Task
In the passage on the Amazon fires below, list the politicians it gives as examples of the same trend toward authoritarianism and illiberalism that Bolsonaro is part of.

Selection
These fires were intentionally set and are indeed the fulfillment of Bolsonaro’s campaign promises (that they followed recent legal victories for indigenous Indians regarding the use of their own land isn’t a coincidence either). As Brum notes, “Bolsonarism’s number one power project is to turn public lands that serve everyone – because they guarantee the preservation of natural biomes, the life of native peoples and regulate the climate – into private lands that profit a few.” Such burning is not a repudiation of the ethos of a Raleigh, but rather the final fulfillment of that exploitive colonial nightmare. Bolsonaro might be speaking with his characteristic mocking vitriol when he said “I used to be called Captain Chainsaw. Now I am Nero, setting the Amazon aflame,” but there is still a malignant truth in what he’s saying. Brum writes that “Bolsonaro is not just a threat to the Amazon. He is a threat to the planet, precisely because he is a threat to the Amazon.” With the rainforest’s central role in regulating the oxygen of the planet, and thus the climate of the planet, Bolsonaro’s polices in the Amazon and his inaction in the face of the fires could have catastrophic implications, especially at this ecological hinge moment in history. As superficially different as fire may be from genocide and ethnic cleansing, the collapse and deaths that could result over the long-term from Bolsonaro’s Amazon policy could ultimately end up ranking him alongside history’s worst monsters. 

Bolsonaro is a dangerous part of the same trend towards authoritarianism and illiberalism that is exemplified in politicians from Vladimir Putin and Matteo Salvini, to Viktor Orban and Donald Trump. Such authoritarianism is in some sense baked into the worst parts of the Western project, and Bolsonaro’s privatization schemes for the Amazon, which Meyer’s reminds us is a “store of carbon… fundamental to the survival of every person,” is a continuation of the colonialism which started a half-millennia ago. Brum writes that for “500 years, this has been a place of ruins. First with the European invasion, which brought a particularly destructive form of civilization… More recently, with the clearance of vast swaths of forest and all life within it.” It’s worth noting that one ideological current which connects colonialism five centuries ago with unfettered capitalism today is the deployment of a particularly gendered language. When Raleigh espied Guyana he spoke of it as not just paradise, but specifically as a woman. Land which had been home to indigenous people for millennia, and a profound diversity of life for millions of years, was now understood as a “country that hath yet her maidenhead, never sacked, turned, nor wrought; the face of the earth hath not been torn… never conquered or possessed.”

Dataset extract
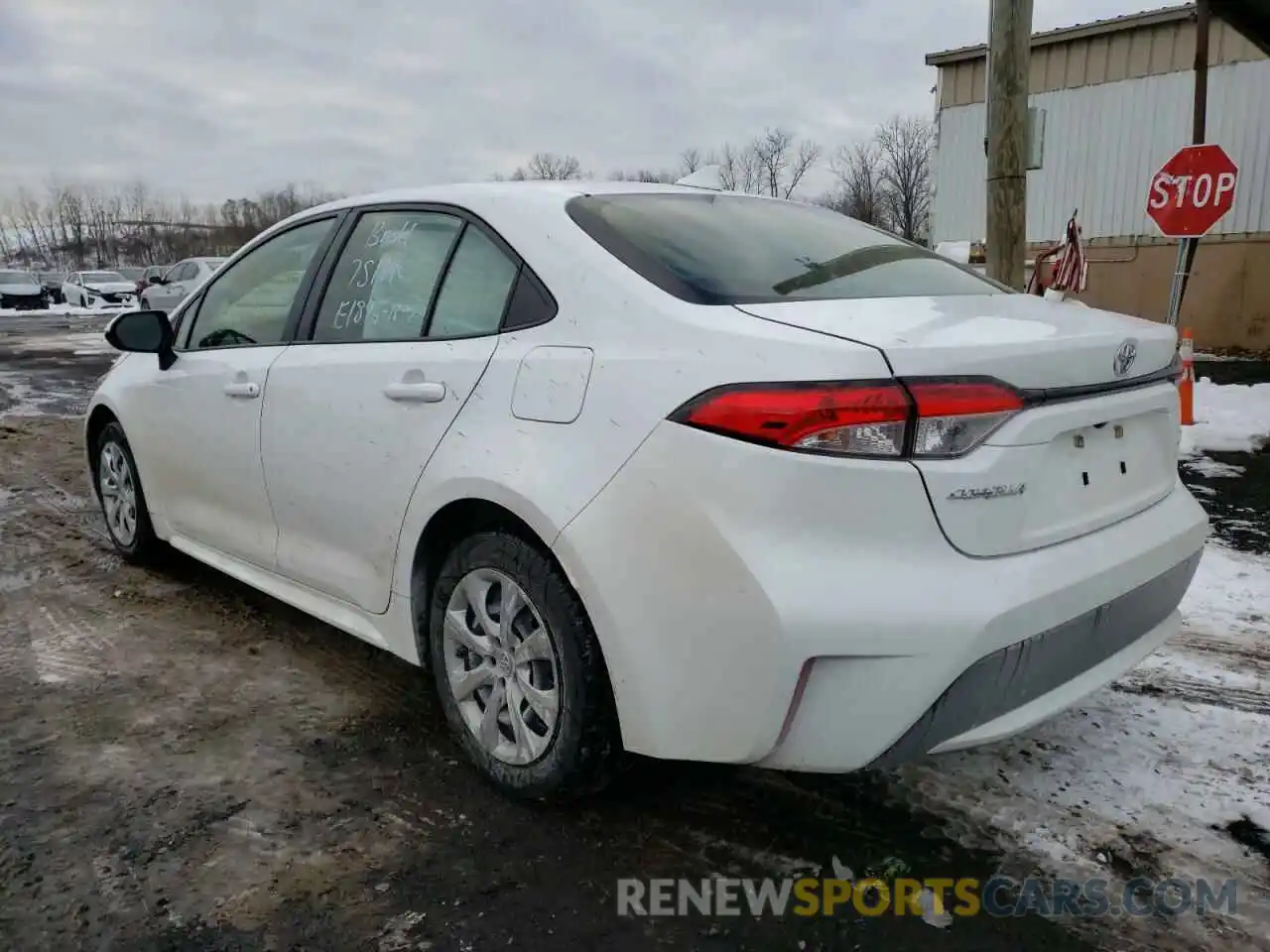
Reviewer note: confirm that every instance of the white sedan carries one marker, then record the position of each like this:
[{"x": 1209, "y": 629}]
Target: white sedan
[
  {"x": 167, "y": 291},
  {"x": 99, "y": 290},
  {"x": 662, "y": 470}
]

==

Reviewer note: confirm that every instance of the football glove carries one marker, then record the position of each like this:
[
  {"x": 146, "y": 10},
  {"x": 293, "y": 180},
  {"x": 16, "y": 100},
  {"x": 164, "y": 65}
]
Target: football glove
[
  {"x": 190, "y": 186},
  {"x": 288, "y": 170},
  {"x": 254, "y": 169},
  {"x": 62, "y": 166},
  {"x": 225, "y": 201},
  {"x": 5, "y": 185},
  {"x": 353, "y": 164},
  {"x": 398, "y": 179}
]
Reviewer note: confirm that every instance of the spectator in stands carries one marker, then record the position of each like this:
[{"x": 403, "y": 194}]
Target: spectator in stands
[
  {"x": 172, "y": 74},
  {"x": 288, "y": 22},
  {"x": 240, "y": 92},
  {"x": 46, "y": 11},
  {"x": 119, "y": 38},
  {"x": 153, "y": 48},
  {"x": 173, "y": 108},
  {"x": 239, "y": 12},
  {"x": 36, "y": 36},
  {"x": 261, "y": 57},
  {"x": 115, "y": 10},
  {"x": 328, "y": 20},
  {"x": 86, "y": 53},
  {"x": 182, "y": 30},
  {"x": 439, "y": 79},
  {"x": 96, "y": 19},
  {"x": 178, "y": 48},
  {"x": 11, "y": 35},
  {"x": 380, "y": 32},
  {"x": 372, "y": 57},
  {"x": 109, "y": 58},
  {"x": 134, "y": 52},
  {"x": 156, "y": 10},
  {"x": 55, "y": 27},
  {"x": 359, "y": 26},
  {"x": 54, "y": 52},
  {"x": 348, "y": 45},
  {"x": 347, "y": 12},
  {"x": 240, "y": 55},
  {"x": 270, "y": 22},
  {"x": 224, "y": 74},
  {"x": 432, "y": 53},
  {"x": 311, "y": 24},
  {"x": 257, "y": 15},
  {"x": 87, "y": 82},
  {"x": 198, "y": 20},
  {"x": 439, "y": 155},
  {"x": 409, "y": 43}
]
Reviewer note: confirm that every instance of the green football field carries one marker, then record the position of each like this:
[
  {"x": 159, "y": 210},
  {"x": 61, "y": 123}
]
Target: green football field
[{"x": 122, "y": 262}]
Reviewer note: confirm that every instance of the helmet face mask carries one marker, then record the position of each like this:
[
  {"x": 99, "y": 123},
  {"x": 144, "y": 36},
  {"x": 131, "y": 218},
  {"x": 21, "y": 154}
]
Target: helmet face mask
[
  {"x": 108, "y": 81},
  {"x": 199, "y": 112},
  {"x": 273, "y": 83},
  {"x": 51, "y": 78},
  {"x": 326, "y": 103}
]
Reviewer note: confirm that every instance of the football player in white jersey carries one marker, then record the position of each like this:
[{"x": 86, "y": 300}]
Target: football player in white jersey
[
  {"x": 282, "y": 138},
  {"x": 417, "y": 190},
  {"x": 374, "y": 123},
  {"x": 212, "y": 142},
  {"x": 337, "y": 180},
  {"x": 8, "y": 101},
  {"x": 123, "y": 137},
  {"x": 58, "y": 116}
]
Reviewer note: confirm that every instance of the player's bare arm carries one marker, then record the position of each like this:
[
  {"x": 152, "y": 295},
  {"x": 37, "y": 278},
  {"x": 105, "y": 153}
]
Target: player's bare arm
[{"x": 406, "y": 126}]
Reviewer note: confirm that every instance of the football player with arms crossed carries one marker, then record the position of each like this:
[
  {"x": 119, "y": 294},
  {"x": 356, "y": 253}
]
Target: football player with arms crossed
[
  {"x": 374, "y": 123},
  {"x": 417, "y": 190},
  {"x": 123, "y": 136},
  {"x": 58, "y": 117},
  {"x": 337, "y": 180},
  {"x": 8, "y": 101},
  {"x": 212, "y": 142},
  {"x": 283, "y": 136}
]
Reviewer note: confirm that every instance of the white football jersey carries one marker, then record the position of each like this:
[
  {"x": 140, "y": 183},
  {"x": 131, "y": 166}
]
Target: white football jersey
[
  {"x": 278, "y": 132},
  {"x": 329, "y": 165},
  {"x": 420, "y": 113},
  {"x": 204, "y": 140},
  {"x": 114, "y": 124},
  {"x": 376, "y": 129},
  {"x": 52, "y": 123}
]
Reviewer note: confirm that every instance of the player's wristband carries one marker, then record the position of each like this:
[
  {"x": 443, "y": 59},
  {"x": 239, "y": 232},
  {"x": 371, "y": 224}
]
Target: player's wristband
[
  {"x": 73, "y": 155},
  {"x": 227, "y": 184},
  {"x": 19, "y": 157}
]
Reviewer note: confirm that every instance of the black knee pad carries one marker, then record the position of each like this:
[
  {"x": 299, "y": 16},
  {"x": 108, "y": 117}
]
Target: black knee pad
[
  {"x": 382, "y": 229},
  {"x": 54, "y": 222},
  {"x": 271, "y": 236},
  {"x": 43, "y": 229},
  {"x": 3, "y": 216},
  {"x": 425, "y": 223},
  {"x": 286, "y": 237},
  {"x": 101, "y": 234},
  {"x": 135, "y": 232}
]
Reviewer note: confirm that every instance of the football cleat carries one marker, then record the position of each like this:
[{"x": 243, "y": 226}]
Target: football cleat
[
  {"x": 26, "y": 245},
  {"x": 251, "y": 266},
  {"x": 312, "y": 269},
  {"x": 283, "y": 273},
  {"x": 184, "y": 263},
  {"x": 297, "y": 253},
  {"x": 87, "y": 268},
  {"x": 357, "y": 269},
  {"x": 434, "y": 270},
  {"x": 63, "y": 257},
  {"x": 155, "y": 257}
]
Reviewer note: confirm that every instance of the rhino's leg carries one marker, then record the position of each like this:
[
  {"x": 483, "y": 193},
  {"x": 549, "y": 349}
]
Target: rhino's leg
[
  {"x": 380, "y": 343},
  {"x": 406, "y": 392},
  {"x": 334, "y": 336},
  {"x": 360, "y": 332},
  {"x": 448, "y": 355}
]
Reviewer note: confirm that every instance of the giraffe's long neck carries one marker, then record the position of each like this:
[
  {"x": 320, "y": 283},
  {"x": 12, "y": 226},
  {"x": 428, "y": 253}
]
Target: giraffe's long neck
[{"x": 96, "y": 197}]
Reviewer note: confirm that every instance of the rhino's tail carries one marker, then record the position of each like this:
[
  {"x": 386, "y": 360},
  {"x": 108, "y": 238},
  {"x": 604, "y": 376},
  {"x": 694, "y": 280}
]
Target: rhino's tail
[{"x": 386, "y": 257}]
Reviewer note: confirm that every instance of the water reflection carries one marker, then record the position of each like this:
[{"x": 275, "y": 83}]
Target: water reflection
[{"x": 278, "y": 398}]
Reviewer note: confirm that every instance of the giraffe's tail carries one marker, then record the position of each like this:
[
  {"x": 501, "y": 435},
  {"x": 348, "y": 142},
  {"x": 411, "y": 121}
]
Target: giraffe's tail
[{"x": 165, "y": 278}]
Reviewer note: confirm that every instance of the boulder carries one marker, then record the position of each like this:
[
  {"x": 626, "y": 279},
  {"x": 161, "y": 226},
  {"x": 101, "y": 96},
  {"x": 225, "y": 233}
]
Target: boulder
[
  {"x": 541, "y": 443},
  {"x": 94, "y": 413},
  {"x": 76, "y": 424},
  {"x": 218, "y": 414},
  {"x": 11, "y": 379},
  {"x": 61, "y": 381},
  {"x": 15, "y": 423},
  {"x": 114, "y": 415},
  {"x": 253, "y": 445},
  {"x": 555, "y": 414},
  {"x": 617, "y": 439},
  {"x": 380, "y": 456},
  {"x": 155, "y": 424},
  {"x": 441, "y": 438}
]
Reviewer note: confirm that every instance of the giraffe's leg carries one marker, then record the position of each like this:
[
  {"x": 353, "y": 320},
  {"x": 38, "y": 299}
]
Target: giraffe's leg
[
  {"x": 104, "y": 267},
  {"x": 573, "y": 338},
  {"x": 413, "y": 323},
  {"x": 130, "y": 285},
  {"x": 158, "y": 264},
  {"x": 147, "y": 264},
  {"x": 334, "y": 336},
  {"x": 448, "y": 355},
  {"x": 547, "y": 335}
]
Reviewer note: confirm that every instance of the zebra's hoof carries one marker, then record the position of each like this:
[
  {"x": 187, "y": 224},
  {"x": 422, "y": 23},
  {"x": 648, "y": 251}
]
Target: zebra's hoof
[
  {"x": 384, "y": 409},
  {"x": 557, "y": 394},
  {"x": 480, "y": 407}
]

---

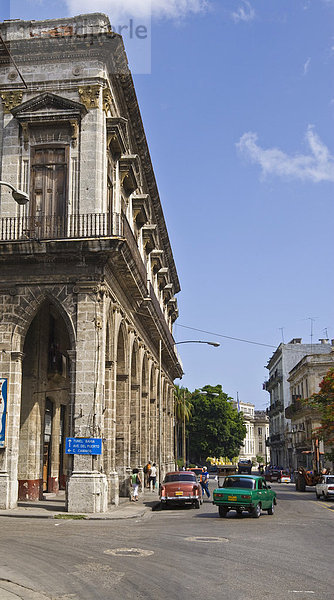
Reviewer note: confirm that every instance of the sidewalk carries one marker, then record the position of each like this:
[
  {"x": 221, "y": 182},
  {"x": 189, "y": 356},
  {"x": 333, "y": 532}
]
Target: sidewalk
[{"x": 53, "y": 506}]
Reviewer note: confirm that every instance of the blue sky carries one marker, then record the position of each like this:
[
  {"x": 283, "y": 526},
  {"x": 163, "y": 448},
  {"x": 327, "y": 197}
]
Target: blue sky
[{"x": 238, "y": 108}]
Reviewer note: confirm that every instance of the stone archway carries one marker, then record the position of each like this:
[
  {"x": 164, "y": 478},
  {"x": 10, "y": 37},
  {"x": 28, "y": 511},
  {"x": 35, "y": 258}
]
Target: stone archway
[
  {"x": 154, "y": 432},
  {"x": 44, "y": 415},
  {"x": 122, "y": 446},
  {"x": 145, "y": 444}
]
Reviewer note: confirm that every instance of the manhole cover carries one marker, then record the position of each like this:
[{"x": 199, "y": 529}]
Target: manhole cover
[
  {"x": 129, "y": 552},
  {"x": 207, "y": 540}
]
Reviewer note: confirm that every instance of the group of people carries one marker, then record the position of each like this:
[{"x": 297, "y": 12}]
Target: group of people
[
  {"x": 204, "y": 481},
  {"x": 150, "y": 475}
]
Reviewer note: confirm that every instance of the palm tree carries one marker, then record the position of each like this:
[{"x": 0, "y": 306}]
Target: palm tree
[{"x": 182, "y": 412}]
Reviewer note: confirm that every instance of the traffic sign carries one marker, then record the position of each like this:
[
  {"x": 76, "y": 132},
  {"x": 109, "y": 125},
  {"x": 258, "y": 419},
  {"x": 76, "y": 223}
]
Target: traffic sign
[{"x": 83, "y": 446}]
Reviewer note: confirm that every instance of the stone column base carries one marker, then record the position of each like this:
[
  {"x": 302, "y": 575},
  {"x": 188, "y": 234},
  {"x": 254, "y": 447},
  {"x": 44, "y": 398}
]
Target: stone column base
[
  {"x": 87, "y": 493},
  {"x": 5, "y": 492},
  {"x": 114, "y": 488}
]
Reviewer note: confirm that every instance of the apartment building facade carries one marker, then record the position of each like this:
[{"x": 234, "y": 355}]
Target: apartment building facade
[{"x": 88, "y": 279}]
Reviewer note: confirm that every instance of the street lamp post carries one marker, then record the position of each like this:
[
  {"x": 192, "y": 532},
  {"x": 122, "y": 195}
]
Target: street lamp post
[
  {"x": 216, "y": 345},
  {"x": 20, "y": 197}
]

Expected answer
Vladimir Putin, Matteo Salvini, Viktor Orban, Donald Trump